## Passage to read

# Mechanics particle and tension help please?

## A particle P of weight 20 N is suspended by two strings AP and BP. The tension in string AP is (ai + 8j ) and the tension in string BP is (6i+bj). The value of a is _ and the value of b is __ The magnitude of the tension in string AP is __ The angle that string BP makes with the vertical is _ Give your answers as exact whole numbers or as decimals to 3 s.f.

Mar 30, 2018

See below.

#### Explanation:

Calling

${F}_{1} = \left(a , 8\right)$
${F}_{2} = \left(6 , b\right)$
and
$P = \left(0 , - m g\right)$

we have after equilibrium

${F}_{1} + {F}_{2} + P = 0$ or

$\left\{\begin{matrix}a + 6 = 0 \\ 8 + b - m g = 0\end{matrix}\right.$

solving for $a , b$ gives

$a = - 6$
$b = m g - 8$

now

${T}_{A P} = \sqrt{{a}^{2} + {8}^{2}} = \sqrt{{6}^{2} + {8}^{2}}$
${T}_{B P} = \sqrt{{6}^{2} + {b}^{2}} = \sqrt{{6}^{2} + {\left(m g - 8\right)}^{2}}$

the anfle between ${F}_{1} , {F}_{2}$ is obtaining by knowing

$\left\langle{F}_{1} , {F}_{2}\right\rangle = \left\lVert {F}_{1} \right\rVert \left\lVert {F}_{2} \right\rVert \cos \phi$ then

$\phi = \arccos \left(\frac{\left\langle{F}_{1} , {F}_{2}\right\rangle}{\left\lVert {F}_{1} \right\rVert \left\lVert {F}_{2} \right\rVert}\right) = \arccos \left(\frac{a \times 6 + 8 \times b}{\sqrt{{a}^{2} + {8}^{2}} \sqrt{{6}^{2} + {b}^{2}}}\right)$

## Recorded data
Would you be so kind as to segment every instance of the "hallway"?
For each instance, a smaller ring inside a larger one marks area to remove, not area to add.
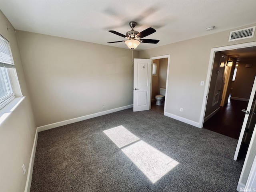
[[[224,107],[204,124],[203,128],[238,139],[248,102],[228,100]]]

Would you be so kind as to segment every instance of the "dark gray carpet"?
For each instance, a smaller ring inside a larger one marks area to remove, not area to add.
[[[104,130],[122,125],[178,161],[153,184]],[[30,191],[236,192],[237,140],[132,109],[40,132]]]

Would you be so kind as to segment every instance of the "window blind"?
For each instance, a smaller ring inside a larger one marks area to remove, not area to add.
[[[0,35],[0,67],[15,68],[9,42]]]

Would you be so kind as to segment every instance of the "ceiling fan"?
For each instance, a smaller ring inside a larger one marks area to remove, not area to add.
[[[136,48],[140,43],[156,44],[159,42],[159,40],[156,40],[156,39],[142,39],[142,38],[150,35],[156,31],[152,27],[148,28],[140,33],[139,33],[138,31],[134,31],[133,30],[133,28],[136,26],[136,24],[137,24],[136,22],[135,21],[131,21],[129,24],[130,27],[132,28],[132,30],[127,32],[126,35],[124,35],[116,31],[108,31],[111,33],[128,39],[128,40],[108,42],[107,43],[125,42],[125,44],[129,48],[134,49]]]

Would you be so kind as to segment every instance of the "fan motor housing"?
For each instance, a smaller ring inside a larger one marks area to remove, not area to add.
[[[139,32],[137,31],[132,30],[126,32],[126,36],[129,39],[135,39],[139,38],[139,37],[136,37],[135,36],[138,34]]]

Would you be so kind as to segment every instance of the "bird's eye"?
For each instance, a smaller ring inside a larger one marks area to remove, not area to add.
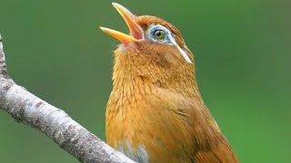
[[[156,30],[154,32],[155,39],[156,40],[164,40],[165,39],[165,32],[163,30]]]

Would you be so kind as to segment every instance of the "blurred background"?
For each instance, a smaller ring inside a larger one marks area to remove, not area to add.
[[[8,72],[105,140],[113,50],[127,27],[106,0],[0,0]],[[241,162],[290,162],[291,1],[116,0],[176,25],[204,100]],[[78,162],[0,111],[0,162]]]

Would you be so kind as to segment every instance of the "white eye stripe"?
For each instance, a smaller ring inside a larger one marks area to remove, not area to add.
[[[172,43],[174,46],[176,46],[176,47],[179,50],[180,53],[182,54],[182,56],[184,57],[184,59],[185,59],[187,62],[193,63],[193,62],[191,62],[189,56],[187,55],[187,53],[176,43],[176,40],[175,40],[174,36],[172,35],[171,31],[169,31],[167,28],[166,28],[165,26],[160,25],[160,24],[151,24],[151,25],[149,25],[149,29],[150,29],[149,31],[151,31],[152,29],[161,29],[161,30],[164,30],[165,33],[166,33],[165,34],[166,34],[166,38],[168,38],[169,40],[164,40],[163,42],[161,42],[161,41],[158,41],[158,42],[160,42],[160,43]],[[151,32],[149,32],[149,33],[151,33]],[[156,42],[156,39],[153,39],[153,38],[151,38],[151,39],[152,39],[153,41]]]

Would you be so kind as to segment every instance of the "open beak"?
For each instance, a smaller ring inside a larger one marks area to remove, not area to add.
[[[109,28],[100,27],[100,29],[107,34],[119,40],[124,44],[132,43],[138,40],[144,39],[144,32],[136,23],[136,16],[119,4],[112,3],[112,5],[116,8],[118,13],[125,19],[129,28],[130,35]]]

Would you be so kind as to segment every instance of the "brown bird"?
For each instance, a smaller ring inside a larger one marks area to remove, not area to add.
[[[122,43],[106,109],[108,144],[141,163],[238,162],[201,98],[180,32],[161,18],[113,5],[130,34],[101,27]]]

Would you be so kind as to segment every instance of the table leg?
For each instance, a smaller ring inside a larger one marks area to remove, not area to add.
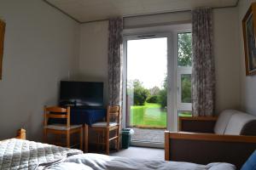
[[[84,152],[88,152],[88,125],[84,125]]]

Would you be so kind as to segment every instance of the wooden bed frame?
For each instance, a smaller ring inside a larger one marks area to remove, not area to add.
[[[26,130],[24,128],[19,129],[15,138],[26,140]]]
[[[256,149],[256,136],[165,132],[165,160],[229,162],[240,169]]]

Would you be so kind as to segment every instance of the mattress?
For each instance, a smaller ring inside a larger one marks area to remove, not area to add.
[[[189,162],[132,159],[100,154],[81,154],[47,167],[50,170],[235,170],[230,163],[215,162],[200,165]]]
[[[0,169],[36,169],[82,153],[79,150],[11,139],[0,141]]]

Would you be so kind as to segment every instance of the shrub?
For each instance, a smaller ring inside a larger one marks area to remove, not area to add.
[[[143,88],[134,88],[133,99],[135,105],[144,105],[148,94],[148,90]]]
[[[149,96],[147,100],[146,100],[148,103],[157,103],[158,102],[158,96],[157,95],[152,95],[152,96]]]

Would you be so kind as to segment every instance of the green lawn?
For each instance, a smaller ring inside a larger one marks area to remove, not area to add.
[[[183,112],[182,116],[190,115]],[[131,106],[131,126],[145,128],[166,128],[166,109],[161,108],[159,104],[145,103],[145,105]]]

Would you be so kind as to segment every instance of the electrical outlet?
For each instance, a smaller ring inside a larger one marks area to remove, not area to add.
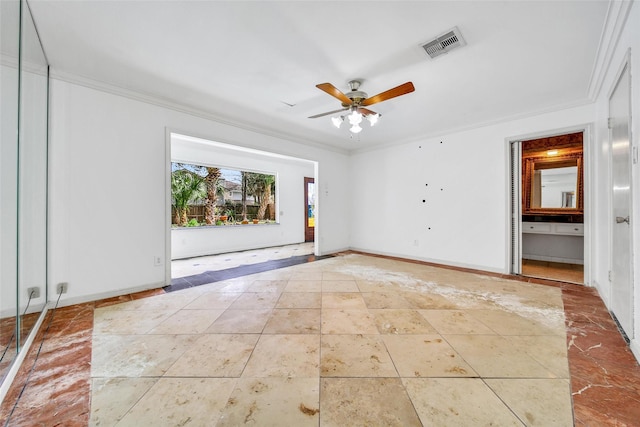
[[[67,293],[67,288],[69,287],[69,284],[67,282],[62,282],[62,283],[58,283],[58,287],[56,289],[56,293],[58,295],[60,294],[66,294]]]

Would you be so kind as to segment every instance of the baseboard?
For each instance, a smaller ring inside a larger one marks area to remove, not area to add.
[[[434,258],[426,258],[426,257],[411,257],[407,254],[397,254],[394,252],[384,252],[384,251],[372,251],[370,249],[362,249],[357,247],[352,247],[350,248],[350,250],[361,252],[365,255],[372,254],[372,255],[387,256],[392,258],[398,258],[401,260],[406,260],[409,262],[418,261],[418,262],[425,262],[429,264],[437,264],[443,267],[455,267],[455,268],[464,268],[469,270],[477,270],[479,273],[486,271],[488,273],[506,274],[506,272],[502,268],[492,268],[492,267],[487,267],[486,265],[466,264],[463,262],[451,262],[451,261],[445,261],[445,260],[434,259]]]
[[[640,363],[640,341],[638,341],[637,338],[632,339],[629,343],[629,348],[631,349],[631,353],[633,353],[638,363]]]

## Exercise
What value for a does the solution in the mechanics thread above give?

## Exercise output
a = −6